Saved entries:
--- START ---
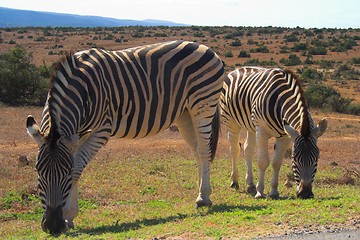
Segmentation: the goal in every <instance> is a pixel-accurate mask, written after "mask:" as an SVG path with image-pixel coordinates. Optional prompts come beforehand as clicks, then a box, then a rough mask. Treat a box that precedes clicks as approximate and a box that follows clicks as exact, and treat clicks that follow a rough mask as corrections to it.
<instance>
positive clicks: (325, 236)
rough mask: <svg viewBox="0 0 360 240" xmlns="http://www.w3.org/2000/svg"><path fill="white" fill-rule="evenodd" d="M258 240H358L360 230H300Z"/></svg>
mask: <svg viewBox="0 0 360 240" xmlns="http://www.w3.org/2000/svg"><path fill="white" fill-rule="evenodd" d="M257 239H258V240H273V239H281V240H288V239H291V240H293V239H303V240H319V239H324V240H325V239H326V240H343V239H350V240H360V228H356V229H344V228H338V229H331V230H325V231H323V230H321V231H312V230H301V231H298V232H292V233H289V234H286V235H278V236H269V237H261V238H257Z"/></svg>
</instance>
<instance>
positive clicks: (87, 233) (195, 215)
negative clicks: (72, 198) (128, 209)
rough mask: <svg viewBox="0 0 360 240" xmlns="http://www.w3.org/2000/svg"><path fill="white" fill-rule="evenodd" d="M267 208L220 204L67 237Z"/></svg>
mask: <svg viewBox="0 0 360 240" xmlns="http://www.w3.org/2000/svg"><path fill="white" fill-rule="evenodd" d="M264 208H267V206H241V205H237V206H235V205H227V204H219V205H215V206H212V207H210V208H201V209H199V210H197V211H196V213H191V214H181V213H179V214H175V215H173V216H168V217H160V218H159V217H155V218H148V219H141V220H135V221H133V222H123V223H121V219H119V220H117V221H116V223H115V224H112V225H103V226H98V227H92V228H78V229H76V232H72V233H71V232H70V233H67V234H66V235H67V237H75V236H77V235H79V234H81V233H84V234H90V235H101V234H104V233H119V232H127V231H132V230H137V229H141V228H144V227H149V226H155V225H158V224H165V223H169V222H174V223H175V222H178V221H181V220H184V219H186V218H193V217H202V216H206V215H212V214H216V213H226V212H234V211H244V212H251V211H258V210H261V209H264Z"/></svg>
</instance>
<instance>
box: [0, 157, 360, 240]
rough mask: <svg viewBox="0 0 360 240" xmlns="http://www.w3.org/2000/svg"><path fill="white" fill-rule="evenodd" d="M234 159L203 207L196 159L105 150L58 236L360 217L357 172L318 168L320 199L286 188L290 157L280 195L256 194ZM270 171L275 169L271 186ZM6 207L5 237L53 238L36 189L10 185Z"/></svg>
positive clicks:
--- END ---
About this exercise: The result should be a word-for-word restatement of all the data, without images.

Result of this task:
Segmentation: the goal in every <instance> is a pixel-accurate mask, written after "mask:" as an SVG path with image-pixel coordinates. Optional prompts come beforehand as clicks, then a box, then a rough mask. Treat a box that precedes clicks as approximate and a box that follows clicks as exact, and treat clicks that follow a rough mask as corrections to it.
<instance>
positive clicks: (325, 236)
rough mask: <svg viewBox="0 0 360 240" xmlns="http://www.w3.org/2000/svg"><path fill="white" fill-rule="evenodd" d="M258 240H358L360 230H300Z"/></svg>
mask: <svg viewBox="0 0 360 240" xmlns="http://www.w3.org/2000/svg"><path fill="white" fill-rule="evenodd" d="M257 239H258V240H273V239H281V240H288V239H291V240H293V239H303V240H319V239H324V240H325V239H326V240H343V239H350V240H360V228H356V229H344V228H338V229H331V230H325V231H323V230H321V231H312V230H301V231H298V232H292V233H289V234H286V235H278V236H269V237H261V238H257Z"/></svg>
</instance>
<instance>
positive clicks: (87, 233) (195, 215)
negative clicks: (72, 198) (128, 209)
rough mask: <svg viewBox="0 0 360 240" xmlns="http://www.w3.org/2000/svg"><path fill="white" fill-rule="evenodd" d="M267 208L220 204L67 237Z"/></svg>
mask: <svg viewBox="0 0 360 240" xmlns="http://www.w3.org/2000/svg"><path fill="white" fill-rule="evenodd" d="M264 208H267V206H241V205H237V206H235V205H227V204H219V205H215V206H212V207H210V208H201V209H199V210H197V211H196V213H191V214H181V213H179V214H175V215H173V216H168V217H160V218H159V217H155V218H148V219H141V220H135V221H133V222H123V223H121V219H119V220H117V221H116V223H115V224H112V225H103V226H98V227H92V228H78V229H76V232H72V233H71V232H70V233H67V234H66V235H67V237H75V236H77V235H79V234H81V233H84V234H90V235H101V234H104V233H119V232H127V231H132V230H137V229H141V228H144V227H149V226H155V225H158V224H165V223H169V222H174V223H175V222H178V221H181V220H184V219H186V218H193V217H202V216H206V215H212V214H216V213H226V212H234V211H244V212H251V211H258V210H261V209H264Z"/></svg>
</instance>
<instance>
box: [0, 157, 360, 240]
rough mask: <svg viewBox="0 0 360 240" xmlns="http://www.w3.org/2000/svg"><path fill="white" fill-rule="evenodd" d="M234 159L203 207L196 159L105 150L58 236L360 217L357 172L318 168L320 199L286 188L290 157L280 195L256 194ZM270 171L275 169L271 186ZM6 207L5 237L53 238L36 189L10 185Z"/></svg>
positive clicks:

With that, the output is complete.